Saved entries
****************

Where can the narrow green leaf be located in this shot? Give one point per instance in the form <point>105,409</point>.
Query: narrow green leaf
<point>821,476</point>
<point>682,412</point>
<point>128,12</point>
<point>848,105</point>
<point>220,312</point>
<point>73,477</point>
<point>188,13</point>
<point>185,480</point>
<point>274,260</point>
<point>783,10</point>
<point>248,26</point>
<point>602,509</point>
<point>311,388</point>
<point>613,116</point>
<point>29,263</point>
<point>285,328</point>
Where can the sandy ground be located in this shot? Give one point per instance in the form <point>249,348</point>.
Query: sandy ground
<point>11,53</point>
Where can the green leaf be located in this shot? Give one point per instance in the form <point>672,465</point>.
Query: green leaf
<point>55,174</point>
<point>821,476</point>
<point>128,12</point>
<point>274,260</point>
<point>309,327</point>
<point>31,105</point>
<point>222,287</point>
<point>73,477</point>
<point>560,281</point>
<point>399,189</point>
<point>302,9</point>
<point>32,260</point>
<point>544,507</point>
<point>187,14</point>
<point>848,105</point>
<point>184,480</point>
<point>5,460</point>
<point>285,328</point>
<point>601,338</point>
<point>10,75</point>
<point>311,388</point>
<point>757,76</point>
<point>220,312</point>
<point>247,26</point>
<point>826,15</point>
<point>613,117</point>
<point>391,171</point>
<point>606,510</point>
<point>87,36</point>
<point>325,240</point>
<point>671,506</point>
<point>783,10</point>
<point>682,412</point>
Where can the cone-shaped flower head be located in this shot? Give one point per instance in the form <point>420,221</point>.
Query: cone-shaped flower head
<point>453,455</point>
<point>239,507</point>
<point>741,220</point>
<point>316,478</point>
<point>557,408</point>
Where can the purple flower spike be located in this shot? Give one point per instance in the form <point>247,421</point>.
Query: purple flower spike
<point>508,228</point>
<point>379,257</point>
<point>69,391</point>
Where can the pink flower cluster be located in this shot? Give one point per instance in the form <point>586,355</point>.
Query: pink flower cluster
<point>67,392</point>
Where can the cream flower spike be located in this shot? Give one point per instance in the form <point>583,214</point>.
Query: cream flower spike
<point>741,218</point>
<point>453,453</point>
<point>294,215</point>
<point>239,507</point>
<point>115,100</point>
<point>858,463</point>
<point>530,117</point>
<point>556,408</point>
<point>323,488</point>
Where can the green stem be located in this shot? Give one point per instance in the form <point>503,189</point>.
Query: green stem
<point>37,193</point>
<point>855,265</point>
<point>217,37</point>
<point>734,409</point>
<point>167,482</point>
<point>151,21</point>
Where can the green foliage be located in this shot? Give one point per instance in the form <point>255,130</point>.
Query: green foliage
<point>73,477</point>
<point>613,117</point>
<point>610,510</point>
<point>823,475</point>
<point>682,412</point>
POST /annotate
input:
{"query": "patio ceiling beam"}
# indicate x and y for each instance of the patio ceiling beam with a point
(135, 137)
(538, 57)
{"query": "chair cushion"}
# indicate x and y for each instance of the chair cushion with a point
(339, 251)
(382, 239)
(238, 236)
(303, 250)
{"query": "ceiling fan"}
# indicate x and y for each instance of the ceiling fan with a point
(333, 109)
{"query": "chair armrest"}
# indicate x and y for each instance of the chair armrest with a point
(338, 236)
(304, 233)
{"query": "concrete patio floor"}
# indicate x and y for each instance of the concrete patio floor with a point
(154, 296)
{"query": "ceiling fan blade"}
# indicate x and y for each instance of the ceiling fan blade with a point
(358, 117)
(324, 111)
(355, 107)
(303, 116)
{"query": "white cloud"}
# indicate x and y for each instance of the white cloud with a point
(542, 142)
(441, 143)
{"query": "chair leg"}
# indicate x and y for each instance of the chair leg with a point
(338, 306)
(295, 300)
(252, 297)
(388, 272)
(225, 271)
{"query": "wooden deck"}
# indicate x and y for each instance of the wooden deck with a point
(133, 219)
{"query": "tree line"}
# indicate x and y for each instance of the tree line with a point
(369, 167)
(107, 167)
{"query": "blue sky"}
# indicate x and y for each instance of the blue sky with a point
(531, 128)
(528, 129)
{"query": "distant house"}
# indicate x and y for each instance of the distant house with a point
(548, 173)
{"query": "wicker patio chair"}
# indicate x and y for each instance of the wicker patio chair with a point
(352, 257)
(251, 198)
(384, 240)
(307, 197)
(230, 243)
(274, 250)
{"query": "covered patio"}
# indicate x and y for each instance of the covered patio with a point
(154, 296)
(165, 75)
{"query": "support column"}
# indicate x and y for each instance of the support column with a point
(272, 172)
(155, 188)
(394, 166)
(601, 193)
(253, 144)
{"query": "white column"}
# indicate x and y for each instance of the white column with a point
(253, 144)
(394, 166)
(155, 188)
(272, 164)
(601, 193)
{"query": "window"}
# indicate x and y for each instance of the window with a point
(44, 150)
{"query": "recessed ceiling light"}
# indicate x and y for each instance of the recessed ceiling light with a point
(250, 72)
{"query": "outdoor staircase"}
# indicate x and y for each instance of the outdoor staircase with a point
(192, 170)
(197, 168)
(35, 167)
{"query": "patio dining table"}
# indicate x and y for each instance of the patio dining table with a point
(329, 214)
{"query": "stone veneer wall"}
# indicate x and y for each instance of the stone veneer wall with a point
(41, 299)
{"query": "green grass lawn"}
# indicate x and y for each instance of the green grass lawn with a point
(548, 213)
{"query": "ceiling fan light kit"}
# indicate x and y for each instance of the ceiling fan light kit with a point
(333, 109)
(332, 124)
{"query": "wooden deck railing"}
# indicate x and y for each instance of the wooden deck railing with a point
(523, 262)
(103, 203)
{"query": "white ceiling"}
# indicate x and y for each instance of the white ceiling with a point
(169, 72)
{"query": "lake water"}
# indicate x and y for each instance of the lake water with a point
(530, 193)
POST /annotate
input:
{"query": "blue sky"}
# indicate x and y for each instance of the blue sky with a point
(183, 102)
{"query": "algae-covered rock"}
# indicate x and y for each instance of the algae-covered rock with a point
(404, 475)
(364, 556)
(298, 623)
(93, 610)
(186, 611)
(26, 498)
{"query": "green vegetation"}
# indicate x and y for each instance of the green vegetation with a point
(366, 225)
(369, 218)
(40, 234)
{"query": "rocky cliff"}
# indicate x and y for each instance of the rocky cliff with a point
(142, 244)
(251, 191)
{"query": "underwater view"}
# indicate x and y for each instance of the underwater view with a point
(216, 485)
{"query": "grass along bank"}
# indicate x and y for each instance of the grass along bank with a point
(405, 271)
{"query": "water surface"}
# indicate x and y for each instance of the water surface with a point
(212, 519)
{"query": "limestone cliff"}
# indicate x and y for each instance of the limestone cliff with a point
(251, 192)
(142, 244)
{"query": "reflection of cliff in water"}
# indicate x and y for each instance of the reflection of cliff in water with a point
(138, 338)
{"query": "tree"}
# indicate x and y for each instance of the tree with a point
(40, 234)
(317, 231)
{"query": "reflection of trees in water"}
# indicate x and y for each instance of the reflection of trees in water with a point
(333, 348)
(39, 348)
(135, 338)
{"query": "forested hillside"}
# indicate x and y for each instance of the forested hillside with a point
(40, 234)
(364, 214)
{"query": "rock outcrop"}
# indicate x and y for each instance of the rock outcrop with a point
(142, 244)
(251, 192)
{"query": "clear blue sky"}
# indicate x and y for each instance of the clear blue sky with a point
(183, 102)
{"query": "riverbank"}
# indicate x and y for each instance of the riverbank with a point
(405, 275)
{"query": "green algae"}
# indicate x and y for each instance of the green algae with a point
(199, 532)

****************

Copy every line of the material, please, keeping it exactly the same.

**CORRECT RESPONSE:**
Where can the narrow green leaf be located in this shot? Give one point per instance in the form <point>105,409</point>.
Query: narrow green leaf
<point>821,476</point>
<point>682,412</point>
<point>128,12</point>
<point>848,105</point>
<point>220,312</point>
<point>73,477</point>
<point>188,13</point>
<point>185,480</point>
<point>274,260</point>
<point>783,10</point>
<point>248,26</point>
<point>602,509</point>
<point>311,388</point>
<point>613,116</point>
<point>29,263</point>
<point>285,328</point>
Where can the sandy ground be located in this shot? Give one point per instance in the form <point>249,348</point>.
Query: sandy ground
<point>11,53</point>
Where can the green leaf be located in this shot? Give one point per instance in the form <point>672,465</point>.
Query: green leaf
<point>55,174</point>
<point>821,476</point>
<point>128,12</point>
<point>274,260</point>
<point>309,327</point>
<point>31,105</point>
<point>222,287</point>
<point>73,477</point>
<point>560,281</point>
<point>399,189</point>
<point>302,9</point>
<point>32,260</point>
<point>544,507</point>
<point>187,14</point>
<point>848,105</point>
<point>184,480</point>
<point>5,460</point>
<point>285,328</point>
<point>601,338</point>
<point>10,75</point>
<point>311,388</point>
<point>757,76</point>
<point>220,312</point>
<point>247,26</point>
<point>826,15</point>
<point>613,117</point>
<point>391,171</point>
<point>606,510</point>
<point>87,36</point>
<point>325,240</point>
<point>671,506</point>
<point>783,10</point>
<point>682,412</point>
Where can the cone-shaped flower head be located in this shot? Give one point per instance in the form <point>420,221</point>.
Query: cone-shaped flower head
<point>453,455</point>
<point>239,507</point>
<point>741,220</point>
<point>316,478</point>
<point>557,408</point>
Where can the purple flower spike be located in this shot? Give one point per instance in the form <point>247,421</point>.
Query: purple flower spike
<point>508,228</point>
<point>379,257</point>
<point>69,391</point>
Where can the pink flower cluster be located in this shot? Give one point per instance in the form <point>586,355</point>.
Query: pink flower cluster
<point>67,392</point>
Where can the cream flower spike be located in this shot? Give one point per instance in the form <point>583,214</point>.
Query: cream flower spike
<point>741,218</point>
<point>453,453</point>
<point>294,215</point>
<point>239,507</point>
<point>115,100</point>
<point>858,463</point>
<point>530,117</point>
<point>556,408</point>
<point>323,488</point>
Where can the green stem be located in this shot? Give one point per instance in the form <point>503,189</point>.
Query: green stem
<point>37,193</point>
<point>855,265</point>
<point>217,37</point>
<point>734,409</point>
<point>167,482</point>
<point>151,21</point>
Where can the green foliage be located in this shot? Give one point per instance in the form <point>255,130</point>.
Query: green foliage
<point>73,477</point>
<point>613,117</point>
<point>610,510</point>
<point>823,475</point>
<point>682,412</point>
POST /annotate
input:
{"query": "patio ceiling beam"}
# indicate x and y for each instance of the patio ceiling beam with a point
(135, 137)
(538, 57)
{"query": "chair cushion"}
# indicate x and y for each instance of the chair cushion with a point
(339, 251)
(382, 239)
(238, 236)
(303, 250)
{"query": "ceiling fan"}
# indicate x and y for each instance of the ceiling fan with a point
(333, 109)
{"query": "chair armrest"}
# indicate x and y for each instance of the chair armrest with a point
(338, 236)
(304, 233)
{"query": "concrete patio floor"}
# indicate x and y for each instance of the concrete patio floor with a point
(154, 296)
{"query": "ceiling fan blade"}
# indicate x and y for each instance of the ceiling fan blade with a point
(358, 117)
(324, 111)
(355, 107)
(303, 116)
{"query": "white cloud"}
# indicate x and y for each instance of the white cloud with a point
(542, 142)
(441, 143)
{"query": "chair leg"}
# indicate x and y for each instance of the chair leg with a point
(338, 306)
(295, 300)
(252, 297)
(388, 272)
(225, 271)
{"query": "wooden deck"}
# indicate x and y for each instance of the wooden deck with a point
(133, 219)
{"query": "tree line"}
# indicate x and y for each instance of the tree line with a point
(369, 167)
(107, 167)
{"query": "blue sky"}
# indicate x and y for each instance of the blue sky with a point
(531, 128)
(528, 129)
{"query": "distant house"}
# indicate x and y for each instance of the distant house with a point
(548, 173)
{"query": "wicker patio chair"}
# indicate x and y for each instance of the wicker patio chair with a point
(352, 257)
(251, 198)
(384, 240)
(307, 197)
(230, 243)
(274, 250)
{"query": "covered patio"}
# indicate x and y for each instance of the covered patio with a point
(154, 296)
(165, 75)
{"query": "support column"}
# indicate x and y for each instance of the support column with a point
(272, 172)
(155, 188)
(394, 166)
(601, 193)
(253, 144)
{"query": "white column"}
# indicate x and y for each instance of the white column with a point
(253, 144)
(394, 166)
(155, 188)
(272, 164)
(601, 193)
{"query": "window"}
# indicate x and y for each instance of the window with a point
(44, 150)
{"query": "recessed ceiling light"}
# indicate x and y for each instance of the recessed ceiling light with a point
(250, 72)
{"query": "outdoor staircase"}
# indicate x and y for each instance of the outdoor staircase with a point
(192, 170)
(197, 168)
(35, 167)
{"query": "patio dining table"}
# indicate x and y for each instance of the patio dining table with a point
(329, 214)
{"query": "stone veneer wall"}
# indicate x and y for each instance of the stone veneer wall with a point
(41, 299)
{"query": "green grass lawn"}
# indicate x and y for each instance of the green grass lawn with a point
(548, 213)
{"query": "ceiling fan light kit"}
# indicate x and y for each instance of the ceiling fan light kit with a point
(333, 109)
(332, 124)
{"query": "wooden deck railing"}
# indicate x and y for each instance of the wooden deck railing with a point
(523, 262)
(103, 203)
{"query": "white ceiling"}
# indicate x and y for each instance of the white ceiling with a point
(169, 72)
{"query": "lake water"}
# indicate x and y for each instance of the lake water with a point
(530, 193)
POST /annotate
input:
{"query": "blue sky"}
# indicate x and y for each instance of the blue sky with a point
(183, 102)
{"query": "algae-covered rock"}
# indicate x and y for each instance of the algae-covered rock with a point
(404, 475)
(364, 556)
(298, 623)
(93, 610)
(186, 611)
(26, 498)
{"query": "green vegetation"}
# indicate x and y for each instance of the green vegetation with a point
(366, 225)
(369, 218)
(40, 234)
{"query": "rocky cliff"}
# indicate x and y for each instance of the rocky cliff with a point
(142, 244)
(251, 191)
{"query": "underwater view"}
# indicate x and y for each instance of the underwater view with a point
(216, 485)
{"query": "grass along bank"}
# indicate x and y for each instance of the grass along bank with a point
(405, 271)
{"query": "water surface"}
# indicate x and y for each instance of the water surface with a point
(212, 519)
{"query": "limestone cliff"}
# indicate x and y for each instance of the limestone cliff with a point
(251, 192)
(142, 244)
{"query": "reflection of cliff in water"}
# indicate x and y for each instance of the reflection of cliff in water with a point
(138, 338)
{"query": "tree"}
# indicate x and y for each instance of the tree with a point
(40, 234)
(317, 231)
{"query": "reflection of trees in water"}
# indicate x and y for each instance of the reflection of trees in water with a point
(333, 348)
(39, 348)
(135, 338)
{"query": "forested hillside"}
# indicate x and y for each instance of the forested hillside with a point
(40, 234)
(364, 214)
{"query": "rock outcrop"}
# indicate x and y for each instance of the rock outcrop with a point
(142, 244)
(251, 192)
{"query": "clear blue sky"}
# indicate x and y for each instance of the clear blue sky with a point
(183, 102)
{"query": "riverbank"}
# indicate x and y for each instance of the riverbank with a point
(405, 275)
{"query": "green algae"}
# indicate x and y for each instance of the green algae with a point
(199, 532)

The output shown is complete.